Exercise aim: Carry the text on Mosel packages forward from its last line and write the next part.

Text shown:
>> Start

Having made sure that Mosel is able to find our package myconstants.bim, executing the test model above will produce the following output:

----------------------------------------------------------------
BigM value: 10000, tolerance value: 1e-05
Boolean flags: true false
----------------------------------------------------------------

When comparing with the C implementation of the module example myconstants in the Mosel Native Interface User Guide we can easily see that the package version is much shorter.

Definition of subroutines

We now show a package (file solarray.mos) that defines several versions of a subroutine, solarray, which copies the solution values of an array of decision variables of type mpvar into an array of real of the same size. For each desired number (1–3) and type (integer or string) of array indices we need to define a new version of this subroutine.

package solarraypkg 

! **** Integer indices (including ranges) ****
 public procedure solarray(x:array(R:set of integer) of mpvar,
                           s:array(set of integer) of real)
  forall(i in R) s(i):=getsol(x(i))
 end-procedure 

 public procedure solarray(x:array(R1:set of integer,
                                   R2:set of integer) of mpvar,
                           s:array(set of integer, 
                                   set of integer) of real)
  forall(i in R1, j in R2) s(i,j):=getsol(x(i,j))
 end-procedure 
 
 public procedure solarray(x:array(R1:set of integer,
                                   R2:set of integer,
                                   R3:set of integer) of mpvar,
                           s:array(set of integer,
                                   set of integer,
                                   set of integer) of real)
  forall(i in R1, j in R2, k in R3) s(i,j,k):=getsol(x(i,j,k))
 end-procedure 

! ****String indices ****
 public procedure solarray(x:array(R:set of string) of mpvar,
                           s:array(set of string) of real)
  forall(i in R) s(i):=getsol(x(i))
 end-procedure 

 public procedure solarray(x:array(R1:set of string,
                                   R2:set of string) of mpvar,
                           s:array(set of string, 
                                   set of string) of real)

>> End

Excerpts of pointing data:
>> Start

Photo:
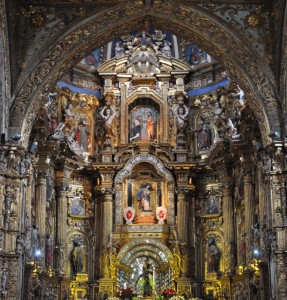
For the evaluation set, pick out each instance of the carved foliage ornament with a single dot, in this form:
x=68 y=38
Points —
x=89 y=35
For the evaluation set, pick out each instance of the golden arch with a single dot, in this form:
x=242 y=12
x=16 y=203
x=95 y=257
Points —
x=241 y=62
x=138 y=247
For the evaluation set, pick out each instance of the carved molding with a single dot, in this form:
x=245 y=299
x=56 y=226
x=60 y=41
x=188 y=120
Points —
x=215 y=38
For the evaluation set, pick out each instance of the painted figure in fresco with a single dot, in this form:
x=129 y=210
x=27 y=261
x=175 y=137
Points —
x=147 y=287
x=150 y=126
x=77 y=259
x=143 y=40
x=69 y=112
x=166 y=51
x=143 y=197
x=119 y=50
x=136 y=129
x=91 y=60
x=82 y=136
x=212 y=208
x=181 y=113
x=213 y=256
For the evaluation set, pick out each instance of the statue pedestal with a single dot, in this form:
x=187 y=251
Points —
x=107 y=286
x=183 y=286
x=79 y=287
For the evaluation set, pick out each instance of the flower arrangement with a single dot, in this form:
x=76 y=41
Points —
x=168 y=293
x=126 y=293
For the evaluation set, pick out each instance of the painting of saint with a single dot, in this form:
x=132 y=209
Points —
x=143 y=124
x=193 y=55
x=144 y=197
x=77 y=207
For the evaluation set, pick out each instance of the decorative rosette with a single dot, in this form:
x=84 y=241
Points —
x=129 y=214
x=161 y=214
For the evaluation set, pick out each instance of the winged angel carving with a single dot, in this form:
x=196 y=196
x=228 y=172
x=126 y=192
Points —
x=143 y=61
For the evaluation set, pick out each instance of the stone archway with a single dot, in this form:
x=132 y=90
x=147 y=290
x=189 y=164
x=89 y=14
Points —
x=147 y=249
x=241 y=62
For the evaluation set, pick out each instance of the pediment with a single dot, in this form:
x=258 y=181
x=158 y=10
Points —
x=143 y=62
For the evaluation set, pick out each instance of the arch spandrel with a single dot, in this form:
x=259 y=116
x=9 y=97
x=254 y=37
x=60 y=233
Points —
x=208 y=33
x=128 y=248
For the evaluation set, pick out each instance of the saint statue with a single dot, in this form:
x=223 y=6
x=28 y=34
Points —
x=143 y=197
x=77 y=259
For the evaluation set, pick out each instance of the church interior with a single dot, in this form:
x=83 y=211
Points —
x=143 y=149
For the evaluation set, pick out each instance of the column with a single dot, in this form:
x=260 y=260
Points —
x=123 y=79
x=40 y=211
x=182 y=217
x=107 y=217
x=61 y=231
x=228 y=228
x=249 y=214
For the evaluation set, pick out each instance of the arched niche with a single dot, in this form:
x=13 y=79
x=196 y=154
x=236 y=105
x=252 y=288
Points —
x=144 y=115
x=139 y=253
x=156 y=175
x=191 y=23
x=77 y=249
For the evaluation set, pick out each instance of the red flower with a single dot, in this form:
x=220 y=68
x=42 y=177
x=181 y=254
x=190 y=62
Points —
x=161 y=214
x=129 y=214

>> End
>> Start

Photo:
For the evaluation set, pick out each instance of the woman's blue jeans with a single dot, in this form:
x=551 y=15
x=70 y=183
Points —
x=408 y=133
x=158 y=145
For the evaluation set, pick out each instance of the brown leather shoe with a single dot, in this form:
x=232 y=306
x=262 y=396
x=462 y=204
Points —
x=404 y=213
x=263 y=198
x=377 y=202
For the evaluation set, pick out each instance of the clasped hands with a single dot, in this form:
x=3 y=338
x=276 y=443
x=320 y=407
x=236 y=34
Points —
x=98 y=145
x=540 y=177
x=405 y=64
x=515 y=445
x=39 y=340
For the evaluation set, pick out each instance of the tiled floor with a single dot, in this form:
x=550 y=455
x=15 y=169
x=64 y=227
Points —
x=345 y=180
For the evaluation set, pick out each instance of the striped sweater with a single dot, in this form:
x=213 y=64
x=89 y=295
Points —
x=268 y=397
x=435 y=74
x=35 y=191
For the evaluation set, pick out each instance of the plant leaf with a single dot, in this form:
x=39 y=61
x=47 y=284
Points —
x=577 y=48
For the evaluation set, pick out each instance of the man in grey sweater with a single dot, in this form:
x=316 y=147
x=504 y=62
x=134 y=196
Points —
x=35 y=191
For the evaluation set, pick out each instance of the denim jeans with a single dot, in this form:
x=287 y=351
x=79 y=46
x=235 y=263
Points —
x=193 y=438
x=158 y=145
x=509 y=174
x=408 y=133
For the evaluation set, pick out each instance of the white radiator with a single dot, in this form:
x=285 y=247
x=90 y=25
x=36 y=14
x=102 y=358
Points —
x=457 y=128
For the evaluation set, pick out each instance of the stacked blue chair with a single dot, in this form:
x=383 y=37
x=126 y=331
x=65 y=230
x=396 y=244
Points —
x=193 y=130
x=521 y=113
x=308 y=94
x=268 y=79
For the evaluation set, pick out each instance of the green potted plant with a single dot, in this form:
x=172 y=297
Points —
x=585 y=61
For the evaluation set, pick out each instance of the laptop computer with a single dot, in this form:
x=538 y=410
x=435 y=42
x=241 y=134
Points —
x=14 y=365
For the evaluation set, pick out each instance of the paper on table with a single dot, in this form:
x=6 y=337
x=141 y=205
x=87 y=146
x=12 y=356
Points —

>> End

Exercise output:
  forall(i in R1, j in R2) s(i,j):=getsol(x(i,j))
 end-procedure 
 
 public procedure solarray(x:array(R1:set of string,
                                   R2:set of string,
                                   R3:set of string) of mpvar,
                           s:array(set of string,
                                   set of string,
                                   set of string) of real)
  forall(i in R1, j in R2, k in R3) s(i,j,k):=getsol(x(i,j,k))
 end-procedure 
end-package

Using the package in a Mosel model (file solarr_test.mos):

model "Test solarray package"
 uses "solarray", "mmxprs"

 declarations
  R1=1..2
  R2={6,7,9}
  R3={5,-1}
  x: array(R1,R2,R3) of mpvar
  sol: array(R1,R2,R3) of real
 end-declarations

! Define and solve a small problem  
 sum(i in R1, j in R2, k in R3) (i+j+2*k) * x(i,j,k) <= 20
 forall(i in R1, j in R2, k in R3) x(i,j,k)<=1
 maximize(sum(i in R1, j in R2, k in R3) (i+2*j+k) * x(i,j,k))

! Get the solution array  
 solarray(x,sol)

! Print the solution 
 forall(i in R1, j in R2, k in R3)
  writeln(" (", i, ",", j, ",", k, ") ", sol(i,j,k), " ", getsol(x(i,j,k)))
 writeln(sol)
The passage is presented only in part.